Study material:
---
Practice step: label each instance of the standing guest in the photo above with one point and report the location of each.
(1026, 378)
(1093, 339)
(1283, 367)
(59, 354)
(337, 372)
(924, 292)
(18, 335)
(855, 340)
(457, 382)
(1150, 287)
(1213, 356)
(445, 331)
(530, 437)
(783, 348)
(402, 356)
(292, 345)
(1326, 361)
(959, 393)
---
Exercise goal: Please copy the data in full, character for character.

Answer:
Practice step: label each instance of the standing guest in the photo above with one point and report the location of each.
(1026, 378)
(1093, 339)
(1283, 367)
(59, 354)
(337, 372)
(924, 292)
(18, 335)
(855, 340)
(457, 382)
(1150, 287)
(1213, 356)
(445, 331)
(530, 437)
(783, 348)
(402, 356)
(292, 345)
(1326, 361)
(959, 393)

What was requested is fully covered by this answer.